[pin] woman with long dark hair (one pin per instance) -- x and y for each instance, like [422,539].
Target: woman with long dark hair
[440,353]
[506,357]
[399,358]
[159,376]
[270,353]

DO THIS :: Could you return every line of the listing above verbatim, in its original order?

SOLUTION TO THE EXERCISE ::
[pin] woman with long dark hair (one pin per instance) -- x and y for each instance, like [422,539].
Target: woman with long dark hair
[440,353]
[506,357]
[399,358]
[159,376]
[270,353]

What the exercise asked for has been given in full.